-------- RECORDS SHOWN --------
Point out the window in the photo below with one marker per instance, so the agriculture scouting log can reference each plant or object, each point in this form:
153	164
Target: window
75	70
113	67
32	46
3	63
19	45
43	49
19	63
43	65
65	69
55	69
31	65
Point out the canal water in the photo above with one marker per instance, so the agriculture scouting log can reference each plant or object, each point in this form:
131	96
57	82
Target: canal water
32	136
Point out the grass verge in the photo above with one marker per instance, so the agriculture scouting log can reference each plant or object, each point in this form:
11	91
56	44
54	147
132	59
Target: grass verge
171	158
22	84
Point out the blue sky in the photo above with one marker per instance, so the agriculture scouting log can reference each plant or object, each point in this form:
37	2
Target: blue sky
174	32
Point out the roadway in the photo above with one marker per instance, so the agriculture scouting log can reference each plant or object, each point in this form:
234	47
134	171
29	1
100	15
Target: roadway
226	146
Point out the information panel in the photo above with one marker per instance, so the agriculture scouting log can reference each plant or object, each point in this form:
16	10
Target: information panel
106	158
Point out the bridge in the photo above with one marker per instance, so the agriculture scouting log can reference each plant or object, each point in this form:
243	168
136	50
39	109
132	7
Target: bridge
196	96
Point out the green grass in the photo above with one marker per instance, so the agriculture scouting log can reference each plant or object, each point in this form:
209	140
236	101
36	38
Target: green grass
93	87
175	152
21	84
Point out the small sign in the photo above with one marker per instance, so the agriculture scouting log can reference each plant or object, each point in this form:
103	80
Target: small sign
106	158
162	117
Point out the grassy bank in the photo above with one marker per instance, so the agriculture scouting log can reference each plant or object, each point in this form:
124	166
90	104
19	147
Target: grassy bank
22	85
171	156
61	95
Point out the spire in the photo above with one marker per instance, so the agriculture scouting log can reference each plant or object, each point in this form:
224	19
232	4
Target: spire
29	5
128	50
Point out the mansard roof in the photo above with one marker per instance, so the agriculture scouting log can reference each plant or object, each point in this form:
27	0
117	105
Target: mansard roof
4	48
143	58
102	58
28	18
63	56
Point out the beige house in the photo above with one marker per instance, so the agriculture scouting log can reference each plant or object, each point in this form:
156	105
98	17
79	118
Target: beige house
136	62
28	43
--------
> [TO DO]
From the first line to the last, transcribe the data exactly.

> [TASK SOLUTION]
Point out the window in the photo below with one marker per instance, so the agriculture scouting log can reference each plant or object, each point in this form:
153	164
Target: window
75	70
113	67
32	46
3	63
19	45
43	49
19	63
43	65
65	69
55	69
31	65
Point out the canal water in the photo above with one marker per instance, so the agriculture scouting log can reference each plant or object, each point in this form:
131	96
57	82
Target: canal water
32	136
Point out the grass verge in the photo above with one marker per instance, so the agriculture scouting log can reference each plant or object, each point in this form:
11	91
56	44
54	147
132	59
Target: grass verge
171	158
22	84
Point out the blue sky in the photo above with one marker per instance, so the agriculture scouting log can reference each plant or object, each point in this form:
37	2
Target: blue sky
174	32
Point out the roadway in the photo above with one marker per instance, so the agriculture scouting log can reference each plant or object, each point in this form:
234	47
134	171
29	1
100	15
Target: roadway
226	146
Point out the information panel in the photo above with one marker per instance, so the agriculture scouting log can reference each plant or object, each point in this form:
16	10
Target: information panel
106	158
Point out the bridge in the photo above with one marker per instance, so the agriculture scouting log can reference each plant or object, each point in this form:
243	168
136	50
39	109
132	7
Target: bridge
196	96
Point out the green grass in the photo above with one marker per instance, so the agriculture scouting log can reference each plant or object, each point in this form:
209	140
236	101
36	38
Target: green grass
93	87
175	152
21	84
Point out the small sign in the photo above with one marker per instance, so the agriculture scouting log can reference each plant or object, each point in this form:
103	80
Target: small sign
106	158
162	117
Point out the grassy bank in the photo above with one marker per instance, so the agriculture scouting log can reference each plant or object, each point in this form:
124	166
90	104
19	147
Target: grassy bank
22	85
171	156
61	95
Point out the spire in the photo above with one marker per instance, so the agriculture scouting log can reference each plant or object, each point in this form:
224	19
232	4
Target: spire
29	5
128	50
Point out the mansard roof in the photo above with one marker per instance, so the agriculture scouting log can reference each plant or object, each point in this form:
27	0
117	105
Target: mansard roof
4	48
143	58
102	58
28	18
63	56
Point out the beige house in the photo above with one marker per instance, so the agriculture scouting log can reference each plant or object, each point in this form:
156	105
98	17
79	118
Target: beige house
136	62
28	43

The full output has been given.